Rewrite the lines of the entries below as a numbered list, leaving out any blank lines. Begin at the line that contains "Can you find the tall" and go on through the end of the entries.

Rows from a dataset:
- - - - -
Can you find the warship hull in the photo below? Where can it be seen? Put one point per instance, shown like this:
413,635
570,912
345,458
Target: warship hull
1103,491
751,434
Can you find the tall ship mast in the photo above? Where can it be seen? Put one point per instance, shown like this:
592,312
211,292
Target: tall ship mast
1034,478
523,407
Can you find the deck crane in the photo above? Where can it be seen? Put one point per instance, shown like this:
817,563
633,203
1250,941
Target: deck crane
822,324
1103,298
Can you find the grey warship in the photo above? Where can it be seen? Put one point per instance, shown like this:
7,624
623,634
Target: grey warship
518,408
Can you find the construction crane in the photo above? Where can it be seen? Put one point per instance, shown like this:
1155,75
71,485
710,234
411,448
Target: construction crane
- - - - -
• **EXERCISE RESPONSE**:
1. Can you find the tall ship mast in the photo above? Where can it be seen? Put one point per instance, shown like this:
2. 592,312
3. 211,292
4. Target: tall ship mast
5. 1034,478
6. 523,407
7. Can you find the deck crane in the photo above? Where can it be seen? Put one point per instance, shown like this:
8. 817,563
9. 633,203
10. 1250,941
11. Target: deck crane
12. 822,324
13. 1103,298
14. Can you find the grey warship in the photo above? Where can it be seen? Put one point per instance, shown like this:
15. 7,624
16. 623,634
17. Target: grey warship
18. 518,408
19. Can you find the construction crane in the photo above? Where can it be seen? Put one point per instance, shown like this:
20. 1155,75
21. 71,485
22. 710,234
23. 411,448
24. Target: construction crane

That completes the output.